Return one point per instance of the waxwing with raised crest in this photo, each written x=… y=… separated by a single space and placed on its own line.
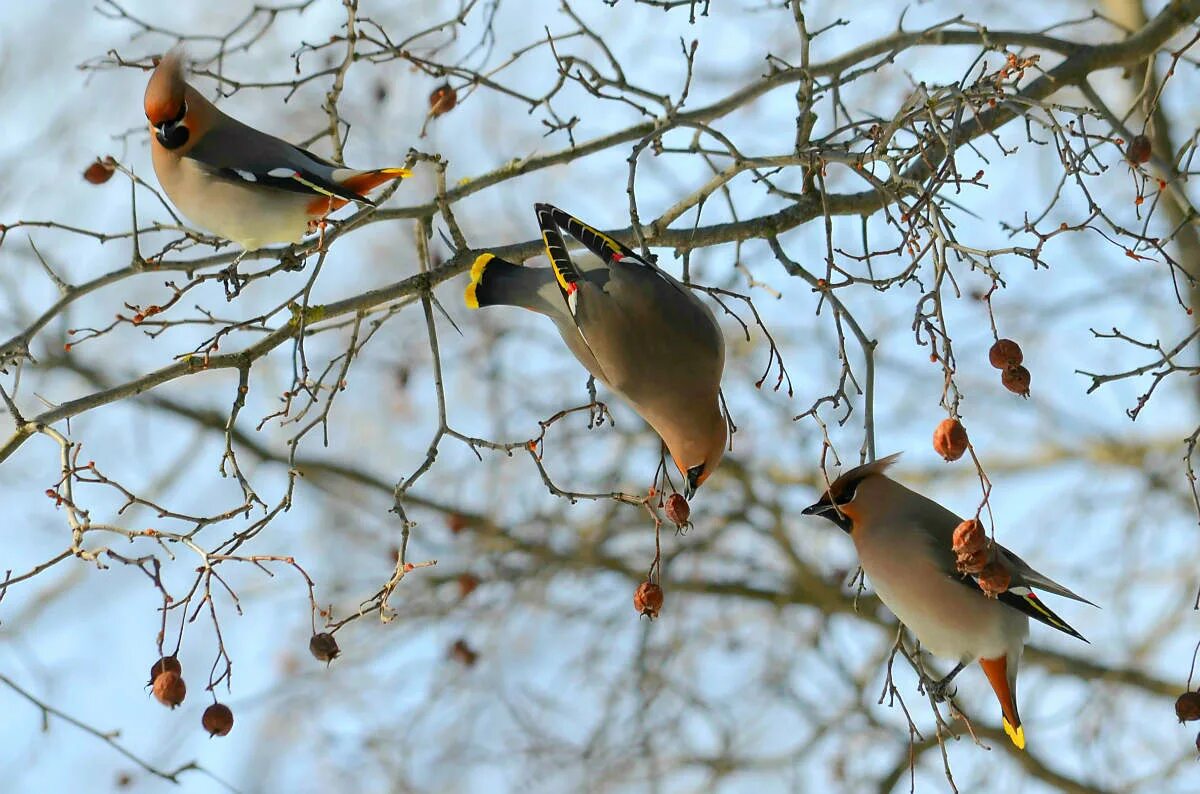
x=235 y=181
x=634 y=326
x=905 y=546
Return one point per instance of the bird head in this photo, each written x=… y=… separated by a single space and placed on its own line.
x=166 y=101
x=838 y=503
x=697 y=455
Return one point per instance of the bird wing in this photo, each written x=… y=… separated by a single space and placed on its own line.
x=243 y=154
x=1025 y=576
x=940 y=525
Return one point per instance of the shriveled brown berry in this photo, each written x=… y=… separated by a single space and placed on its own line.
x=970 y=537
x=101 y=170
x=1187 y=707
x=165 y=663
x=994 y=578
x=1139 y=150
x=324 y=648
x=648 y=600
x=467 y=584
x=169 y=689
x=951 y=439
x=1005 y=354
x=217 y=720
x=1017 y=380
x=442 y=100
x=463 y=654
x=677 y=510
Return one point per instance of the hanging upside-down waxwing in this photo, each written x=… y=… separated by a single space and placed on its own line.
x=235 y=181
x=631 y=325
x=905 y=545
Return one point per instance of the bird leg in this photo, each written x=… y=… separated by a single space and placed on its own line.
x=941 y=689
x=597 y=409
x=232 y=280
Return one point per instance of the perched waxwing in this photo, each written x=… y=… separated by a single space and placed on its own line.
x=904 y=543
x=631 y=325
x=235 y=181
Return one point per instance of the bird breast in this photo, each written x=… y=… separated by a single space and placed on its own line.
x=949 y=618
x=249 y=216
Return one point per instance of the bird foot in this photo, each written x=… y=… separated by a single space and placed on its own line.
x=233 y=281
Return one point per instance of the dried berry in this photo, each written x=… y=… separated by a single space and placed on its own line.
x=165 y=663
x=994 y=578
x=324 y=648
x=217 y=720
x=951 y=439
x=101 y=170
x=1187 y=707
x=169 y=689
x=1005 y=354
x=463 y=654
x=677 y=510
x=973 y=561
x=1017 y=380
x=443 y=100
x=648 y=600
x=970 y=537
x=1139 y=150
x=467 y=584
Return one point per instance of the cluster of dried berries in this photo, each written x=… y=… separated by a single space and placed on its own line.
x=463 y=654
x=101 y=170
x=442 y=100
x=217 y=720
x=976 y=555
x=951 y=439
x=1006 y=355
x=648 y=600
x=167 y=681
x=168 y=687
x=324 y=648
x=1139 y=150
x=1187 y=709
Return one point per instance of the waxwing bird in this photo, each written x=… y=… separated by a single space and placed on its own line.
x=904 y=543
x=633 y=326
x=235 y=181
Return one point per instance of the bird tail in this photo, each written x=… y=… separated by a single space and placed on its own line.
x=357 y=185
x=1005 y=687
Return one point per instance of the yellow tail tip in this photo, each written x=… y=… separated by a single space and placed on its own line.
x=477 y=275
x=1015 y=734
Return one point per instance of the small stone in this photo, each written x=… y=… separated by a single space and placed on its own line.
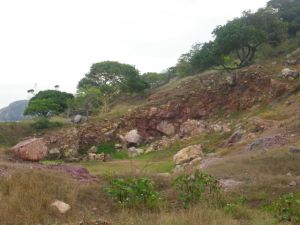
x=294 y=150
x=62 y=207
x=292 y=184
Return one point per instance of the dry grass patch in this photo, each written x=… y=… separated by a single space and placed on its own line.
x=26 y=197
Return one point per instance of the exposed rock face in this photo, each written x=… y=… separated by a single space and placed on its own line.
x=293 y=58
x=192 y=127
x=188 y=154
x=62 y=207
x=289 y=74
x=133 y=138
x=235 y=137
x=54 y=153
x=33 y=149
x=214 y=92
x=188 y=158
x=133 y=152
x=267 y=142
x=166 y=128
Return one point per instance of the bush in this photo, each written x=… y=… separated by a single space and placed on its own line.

==================================================

▶ Task brief: Where the line containing "Return one point per instance of the bird foot" appears above, start there and set down each line exactly through the last line of the data; leave out every picture.

▶ Worked solution:
Return one point per instance of the bird foot in this photo, each written x=… y=… separated by a single space and placed on its own line.
x=233 y=281
Return one point per instance of the dried berry in this photo, each written x=… y=… separated by a single space and placed on its own line.
x=165 y=663
x=994 y=578
x=324 y=648
x=217 y=720
x=951 y=439
x=101 y=170
x=1187 y=707
x=169 y=689
x=1005 y=354
x=463 y=654
x=677 y=510
x=973 y=561
x=1017 y=380
x=443 y=100
x=648 y=600
x=970 y=537
x=1139 y=150
x=467 y=584
Return one point per instance of the cluster of dried berries in this photo, each written x=… y=… separated by a single space and placed on its own line.
x=463 y=654
x=101 y=170
x=442 y=100
x=217 y=720
x=976 y=555
x=951 y=439
x=1006 y=355
x=648 y=600
x=167 y=681
x=168 y=687
x=324 y=648
x=1139 y=150
x=1187 y=709
Return one point per instance of the waxwing bird in this photo, each written x=… y=… separated by a single space and placed on its own line.
x=904 y=543
x=633 y=326
x=235 y=181
Return one point per instance of the bird tail in this photo, each written x=… y=… separated by a single space and placed on its own line.
x=357 y=185
x=1005 y=687
Return one point per instance of the yellow tail tip in this photo, each written x=… y=… separated by a single space and placed on its own line.
x=477 y=275
x=1015 y=734
Return one point per instance of the small stone in this photo, each written x=… y=… separated by a single space and placed on its own line.
x=294 y=150
x=62 y=207
x=292 y=184
Return one point per instance of the dry grass patch in this photo, each written x=… y=… separated by a single space and placed on its own line.
x=26 y=197
Return one point per instance of the exposed rock face in this photo, each written x=… y=… separated by a single space and placed on its own line.
x=293 y=58
x=192 y=127
x=188 y=154
x=62 y=207
x=289 y=74
x=133 y=138
x=235 y=137
x=54 y=153
x=33 y=149
x=214 y=92
x=188 y=158
x=133 y=152
x=267 y=142
x=166 y=128
Return one point per instance of the bush in this photo, each written x=… y=… separated by a single space and placed on its own line.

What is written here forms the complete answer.